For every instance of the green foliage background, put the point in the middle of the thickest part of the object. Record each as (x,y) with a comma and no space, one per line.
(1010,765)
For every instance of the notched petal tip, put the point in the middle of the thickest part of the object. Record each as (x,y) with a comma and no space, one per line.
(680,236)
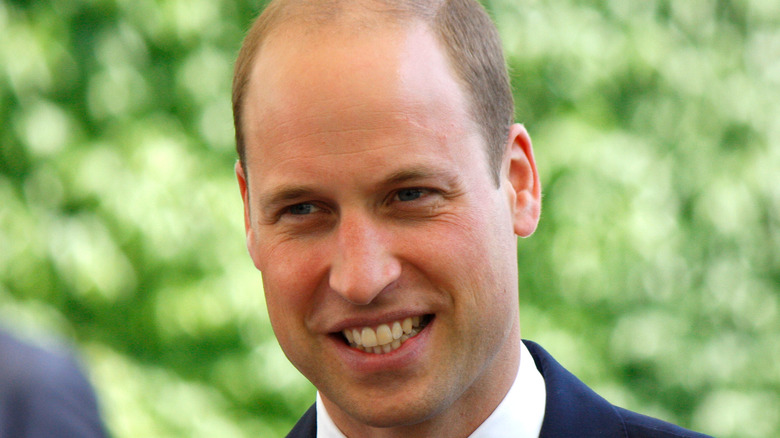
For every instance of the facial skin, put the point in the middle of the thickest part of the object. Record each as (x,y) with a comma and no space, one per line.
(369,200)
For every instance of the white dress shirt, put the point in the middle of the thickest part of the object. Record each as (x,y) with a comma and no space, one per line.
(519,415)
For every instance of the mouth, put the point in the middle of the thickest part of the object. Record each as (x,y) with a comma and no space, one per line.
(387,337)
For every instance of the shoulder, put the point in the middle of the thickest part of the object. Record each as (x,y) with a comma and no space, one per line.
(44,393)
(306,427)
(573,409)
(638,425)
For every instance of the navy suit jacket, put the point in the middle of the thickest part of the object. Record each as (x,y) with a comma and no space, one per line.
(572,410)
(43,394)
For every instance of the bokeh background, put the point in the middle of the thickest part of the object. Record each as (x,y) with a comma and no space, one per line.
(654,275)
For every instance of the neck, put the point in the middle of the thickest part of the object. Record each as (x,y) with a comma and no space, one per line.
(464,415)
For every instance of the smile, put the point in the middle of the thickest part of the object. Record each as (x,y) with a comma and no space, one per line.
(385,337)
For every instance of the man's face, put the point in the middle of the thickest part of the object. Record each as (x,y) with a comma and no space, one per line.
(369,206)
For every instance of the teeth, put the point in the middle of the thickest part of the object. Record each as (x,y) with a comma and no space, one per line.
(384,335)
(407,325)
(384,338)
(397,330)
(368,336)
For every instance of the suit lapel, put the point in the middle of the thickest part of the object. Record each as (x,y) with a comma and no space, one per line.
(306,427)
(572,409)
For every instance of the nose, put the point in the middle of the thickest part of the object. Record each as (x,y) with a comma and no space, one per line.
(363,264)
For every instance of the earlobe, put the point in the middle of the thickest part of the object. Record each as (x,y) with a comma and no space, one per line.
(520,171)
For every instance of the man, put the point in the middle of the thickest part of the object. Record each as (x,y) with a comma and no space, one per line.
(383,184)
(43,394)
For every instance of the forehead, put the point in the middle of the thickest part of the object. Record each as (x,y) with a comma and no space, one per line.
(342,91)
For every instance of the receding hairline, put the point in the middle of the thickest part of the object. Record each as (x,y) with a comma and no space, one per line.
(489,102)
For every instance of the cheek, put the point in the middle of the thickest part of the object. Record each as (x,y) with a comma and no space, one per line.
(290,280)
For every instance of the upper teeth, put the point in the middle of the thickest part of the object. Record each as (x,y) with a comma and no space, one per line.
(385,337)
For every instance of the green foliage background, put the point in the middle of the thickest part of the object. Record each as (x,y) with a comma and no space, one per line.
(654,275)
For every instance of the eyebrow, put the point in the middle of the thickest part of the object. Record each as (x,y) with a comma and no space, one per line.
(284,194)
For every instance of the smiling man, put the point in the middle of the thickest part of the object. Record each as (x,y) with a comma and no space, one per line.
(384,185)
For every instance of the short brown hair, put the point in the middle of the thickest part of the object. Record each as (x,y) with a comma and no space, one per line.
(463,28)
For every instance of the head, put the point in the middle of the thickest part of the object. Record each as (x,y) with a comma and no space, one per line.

### PROBLEM
When you reproduce the entries above, keep every word exact and leave the images out.

### YOUR SOLUTION
For every instance of the green foliage background, put the point in the middle of the thickest part of the object. Record each as (x,y) with a comma and no space, one per line.
(1010,765)
For every instance of the notched petal tip, put the point in the middle of the thickest part of the object. Record each as (x,y) with a comma and no space, one per line.
(680,236)
For every instance of the facial skin, put the point in the middle of the thickest part of the object. Record each as (x,y) with a comma and no space, one per line.
(369,200)
For every instance of the white dress shirt, put the point in the middle of the thickest part of the object. Record each as (x,y) with a comma and no space, one per line.
(519,415)
For every instance of the mouth, put the point in the middle of the thickest part of the object. Record each as (x,y) with a comma and no space, one per line.
(387,337)
For every instance of the shoulder, put the point in the middle of the thickest part of the object. Record each as (x,y) with a comma and no space, one per line.
(44,393)
(306,427)
(573,409)
(638,425)
For every instance of the navy suit jacket, put the point in the middle of the thickest part of the object. Record each as (x,y) with a comma and no space, one per line.
(572,410)
(43,394)
For every instance of the bokeh background, put the point in the middle of the thickest part of the object. Record each as (x,y) with a comma and no space, one per line.
(654,275)
For every instance of the neck, put the point in the middle of the thickest part of the object. Record each as (x,y) with a comma and no space, one per line.
(464,415)
For every instance of the smile, put the point in the middle of the thickest part of the object. Record each as (x,y) with a comma and no space, one per line.
(385,337)
For every instance of the man's face, put the point in the middle of the thickest part of the object. Record each as (x,y) with a comma and no space, one per line.
(369,206)
For every instance of the teeth, put the point in the middle of the thickest part of the object. Record each as (x,y) with a comma and no space, one per line.
(384,335)
(407,325)
(384,338)
(397,330)
(368,336)
For every instance of the suit lapel, put the point in the middle of the thickest part of the object. Record each as (x,y) with a comma and no space, one per line.
(306,427)
(572,409)
For every instance of the nose, put the point in the middle of the thickest part of the object. Record each as (x,y) with a comma and no space, one per line.
(363,264)
For every instance of the earlobe, put the point in the middle of the thickest part of the object. Record each as (x,y) with a comma and no space, one per line.
(520,171)
For every instance of the man, put the point in the middle of the thickest part of the object. Record each as (x,y) with a comma and no space, one per line.
(383,184)
(43,394)
For every instance of the forehead, put the point in the middle of the thickest part of the object. Record each as (x,y) with a comma and no space, one per line.
(342,91)
For every instance of the receding hairline, put the point in the middle of the thickest part of the object. Record each as (x,y) with a comma and no space, one per line.
(489,102)
For every instance of the cheek, put the point in the middle of the thickest part of the object. Record each as (x,y) with a comma and no space, one per line.
(290,280)
For every instance of the upper teeth, put the point in the middle of the thickest part of the object. Record each as (x,y) with a comma and no space, one per line.
(385,337)
For every instance of the green foliage background, put the point in the middle of the thickest part of the object. Record each as (x,y) with a comma and no space, one per line.
(654,275)
For every instance of the eyebrow, put the point in the middle of the thickest part of the object. Record each as (x,y) with a comma and no space, one per line.
(284,194)
For every instance of the smiling man, put the point in the middle of the thickest part of the object. Record each as (x,y) with a comma and no space, one per line.
(384,185)
For every instance of the short brown hair, put the point in the middle of the thickest part of the object. Record each as (x,y) with a comma and no space, one per line.
(463,28)
For every instance of the head, put the point in the middle of the thickest part of the object. Record each as (x,y) with a comma and no space, one per line.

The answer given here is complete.